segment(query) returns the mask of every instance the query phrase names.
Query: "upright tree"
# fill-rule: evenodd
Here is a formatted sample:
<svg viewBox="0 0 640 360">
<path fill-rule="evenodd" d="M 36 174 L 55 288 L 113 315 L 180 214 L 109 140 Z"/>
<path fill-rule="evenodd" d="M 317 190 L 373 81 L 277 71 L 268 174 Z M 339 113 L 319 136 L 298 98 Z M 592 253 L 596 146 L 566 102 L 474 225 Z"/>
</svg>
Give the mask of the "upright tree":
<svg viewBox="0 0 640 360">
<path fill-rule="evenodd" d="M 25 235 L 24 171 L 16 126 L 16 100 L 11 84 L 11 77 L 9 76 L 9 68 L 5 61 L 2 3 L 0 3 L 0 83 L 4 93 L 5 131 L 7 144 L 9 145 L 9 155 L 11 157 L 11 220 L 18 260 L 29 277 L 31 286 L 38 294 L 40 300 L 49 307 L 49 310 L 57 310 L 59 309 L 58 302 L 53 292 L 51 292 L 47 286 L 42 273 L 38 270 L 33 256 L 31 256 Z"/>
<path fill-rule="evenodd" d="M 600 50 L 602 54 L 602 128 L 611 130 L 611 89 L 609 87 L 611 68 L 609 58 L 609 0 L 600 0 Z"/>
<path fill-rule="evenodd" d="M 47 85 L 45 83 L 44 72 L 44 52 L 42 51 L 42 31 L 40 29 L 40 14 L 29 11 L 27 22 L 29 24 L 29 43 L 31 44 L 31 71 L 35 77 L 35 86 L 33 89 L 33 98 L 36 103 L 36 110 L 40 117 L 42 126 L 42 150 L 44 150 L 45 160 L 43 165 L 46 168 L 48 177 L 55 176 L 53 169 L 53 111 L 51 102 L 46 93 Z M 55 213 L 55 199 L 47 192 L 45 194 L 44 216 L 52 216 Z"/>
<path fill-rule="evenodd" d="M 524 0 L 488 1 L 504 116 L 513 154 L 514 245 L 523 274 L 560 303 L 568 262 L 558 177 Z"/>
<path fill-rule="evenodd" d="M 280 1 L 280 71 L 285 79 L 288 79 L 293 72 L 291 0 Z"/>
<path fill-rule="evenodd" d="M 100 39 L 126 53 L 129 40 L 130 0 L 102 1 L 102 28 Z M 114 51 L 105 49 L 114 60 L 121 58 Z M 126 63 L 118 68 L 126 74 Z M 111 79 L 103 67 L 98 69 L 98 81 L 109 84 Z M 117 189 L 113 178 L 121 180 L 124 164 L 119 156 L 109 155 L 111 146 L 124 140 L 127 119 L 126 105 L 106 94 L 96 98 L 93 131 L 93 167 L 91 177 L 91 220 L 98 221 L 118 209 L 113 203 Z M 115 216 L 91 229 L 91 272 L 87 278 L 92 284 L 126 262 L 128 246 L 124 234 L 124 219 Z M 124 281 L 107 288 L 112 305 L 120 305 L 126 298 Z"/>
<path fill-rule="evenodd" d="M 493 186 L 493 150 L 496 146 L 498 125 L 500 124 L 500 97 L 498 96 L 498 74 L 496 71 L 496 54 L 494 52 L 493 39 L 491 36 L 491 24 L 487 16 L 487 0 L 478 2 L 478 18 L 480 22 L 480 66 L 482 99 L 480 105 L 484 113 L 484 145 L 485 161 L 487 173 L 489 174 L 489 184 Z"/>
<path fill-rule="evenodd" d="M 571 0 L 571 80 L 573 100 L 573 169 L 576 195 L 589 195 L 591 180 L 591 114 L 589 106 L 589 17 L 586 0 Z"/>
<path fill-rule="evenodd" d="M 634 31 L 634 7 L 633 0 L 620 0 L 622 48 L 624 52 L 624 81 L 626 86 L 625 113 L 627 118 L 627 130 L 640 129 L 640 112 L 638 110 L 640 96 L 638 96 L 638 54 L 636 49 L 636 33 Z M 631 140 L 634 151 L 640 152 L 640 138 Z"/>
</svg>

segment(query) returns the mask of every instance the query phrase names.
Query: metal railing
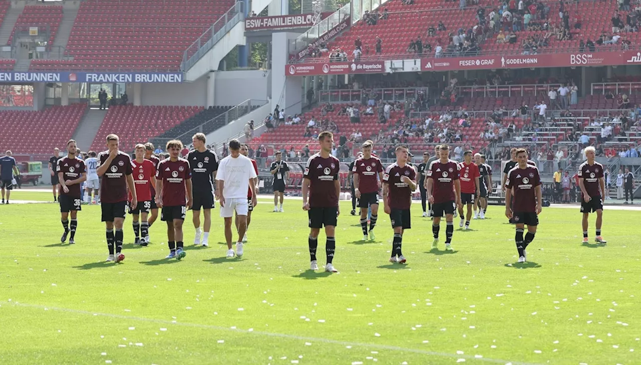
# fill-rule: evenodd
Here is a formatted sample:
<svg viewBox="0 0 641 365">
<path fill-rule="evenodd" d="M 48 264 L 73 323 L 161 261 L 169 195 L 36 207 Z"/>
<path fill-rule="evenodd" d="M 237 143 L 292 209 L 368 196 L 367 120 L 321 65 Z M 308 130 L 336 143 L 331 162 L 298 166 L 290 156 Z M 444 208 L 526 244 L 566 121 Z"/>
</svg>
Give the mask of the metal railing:
<svg viewBox="0 0 641 365">
<path fill-rule="evenodd" d="M 245 20 L 245 3 L 238 1 L 185 50 L 181 69 L 187 71 L 238 22 Z"/>
<path fill-rule="evenodd" d="M 376 93 L 374 100 L 403 101 L 416 99 L 419 93 L 428 95 L 428 89 L 424 88 L 386 88 L 369 90 L 318 90 L 316 96 L 319 102 L 361 102 L 369 100 L 369 94 Z"/>
<path fill-rule="evenodd" d="M 615 95 L 622 93 L 629 95 L 641 90 L 641 81 L 629 83 L 592 83 L 590 89 L 592 95 L 604 95 L 606 91 L 611 91 Z M 595 92 L 596 92 L 596 94 L 595 94 Z"/>
<path fill-rule="evenodd" d="M 219 114 L 197 127 L 192 128 L 178 136 L 172 138 L 156 137 L 153 139 L 153 142 L 154 144 L 160 143 L 161 145 L 165 145 L 165 143 L 171 140 L 179 140 L 183 141 L 183 143 L 188 145 L 194 134 L 199 133 L 204 133 L 205 134 L 210 133 L 221 127 L 228 124 L 230 122 L 251 113 L 256 108 L 265 105 L 267 102 L 267 101 L 266 100 L 248 99 L 227 111 Z"/>
</svg>

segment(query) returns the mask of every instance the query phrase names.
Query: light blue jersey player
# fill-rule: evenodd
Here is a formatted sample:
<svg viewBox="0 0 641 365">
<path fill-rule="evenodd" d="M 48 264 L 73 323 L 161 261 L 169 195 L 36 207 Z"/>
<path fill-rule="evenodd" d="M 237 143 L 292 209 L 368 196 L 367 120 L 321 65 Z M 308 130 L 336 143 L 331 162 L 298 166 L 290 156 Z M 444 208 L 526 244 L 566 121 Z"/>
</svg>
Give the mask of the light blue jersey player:
<svg viewBox="0 0 641 365">
<path fill-rule="evenodd" d="M 96 154 L 94 151 L 89 151 L 88 154 L 89 158 L 85 161 L 85 165 L 87 166 L 87 184 L 85 190 L 85 202 L 92 202 L 91 192 L 94 191 L 93 203 L 98 203 L 98 191 L 100 190 L 100 180 L 98 178 L 98 173 L 96 169 L 98 165 L 98 159 L 96 158 Z"/>
</svg>

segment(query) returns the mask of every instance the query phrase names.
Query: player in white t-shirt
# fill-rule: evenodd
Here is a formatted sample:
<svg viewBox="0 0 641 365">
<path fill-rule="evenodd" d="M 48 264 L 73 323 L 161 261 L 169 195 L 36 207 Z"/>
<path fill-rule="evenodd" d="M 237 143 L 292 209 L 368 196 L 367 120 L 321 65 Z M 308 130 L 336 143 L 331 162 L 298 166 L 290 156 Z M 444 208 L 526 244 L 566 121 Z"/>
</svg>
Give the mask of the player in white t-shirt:
<svg viewBox="0 0 641 365">
<path fill-rule="evenodd" d="M 229 141 L 229 156 L 221 160 L 216 174 L 217 193 L 221 204 L 221 216 L 225 219 L 225 238 L 227 239 L 227 257 L 233 257 L 231 248 L 231 223 L 234 211 L 238 216 L 238 239 L 236 243 L 236 255 L 242 256 L 242 238 L 247 230 L 247 189 L 251 190 L 252 206 L 257 204 L 254 179 L 256 171 L 251 160 L 240 154 L 240 142 Z"/>
<path fill-rule="evenodd" d="M 89 158 L 85 160 L 85 165 L 87 166 L 87 182 L 85 185 L 85 202 L 92 202 L 91 191 L 94 191 L 94 204 L 98 204 L 98 191 L 100 191 L 100 180 L 98 179 L 98 173 L 96 170 L 98 166 L 98 159 L 96 158 L 96 154 L 94 151 L 89 151 L 87 154 Z"/>
</svg>

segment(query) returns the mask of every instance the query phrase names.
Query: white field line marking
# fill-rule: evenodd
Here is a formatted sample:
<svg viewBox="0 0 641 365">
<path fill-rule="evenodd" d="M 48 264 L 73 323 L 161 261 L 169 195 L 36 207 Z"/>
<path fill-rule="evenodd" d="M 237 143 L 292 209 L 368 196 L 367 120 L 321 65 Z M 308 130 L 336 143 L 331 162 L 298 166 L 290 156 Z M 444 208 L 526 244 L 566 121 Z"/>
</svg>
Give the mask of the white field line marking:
::::::::::
Task to complete: Copy the records from their start through the line holding "600 50 L 602", inclusive, renaming "upright tree" to "standing tree" and leaving everything else unchanged.

Written reply:
segment(query) returns the mask of every instance the query phrase names.
Query: "standing tree"
# fill-rule: evenodd
Here is a formatted sample:
<svg viewBox="0 0 640 360">
<path fill-rule="evenodd" d="M 36 174 L 55 288 L 113 315 L 180 214 L 109 140 Z"/>
<path fill-rule="evenodd" d="M 317 190 L 373 81 L 277 71 L 268 174 Z M 339 113 L 319 136 L 298 98 Z M 592 253 L 596 146 L 566 102 L 474 225 Z"/>
</svg>
Give the mask of the "standing tree":
<svg viewBox="0 0 640 360">
<path fill-rule="evenodd" d="M 25 235 L 24 171 L 16 126 L 16 100 L 11 84 L 11 77 L 9 76 L 9 68 L 5 61 L 2 3 L 0 3 L 0 83 L 4 93 L 5 131 L 7 144 L 9 145 L 9 155 L 11 157 L 11 220 L 18 260 L 29 277 L 31 286 L 38 294 L 40 300 L 49 307 L 49 310 L 57 310 L 59 309 L 58 302 L 53 292 L 51 292 L 47 286 L 42 273 L 38 270 L 33 256 L 31 256 Z"/>
<path fill-rule="evenodd" d="M 600 50 L 602 54 L 602 128 L 611 130 L 611 89 L 609 87 L 611 68 L 609 58 L 609 0 L 600 0 Z"/>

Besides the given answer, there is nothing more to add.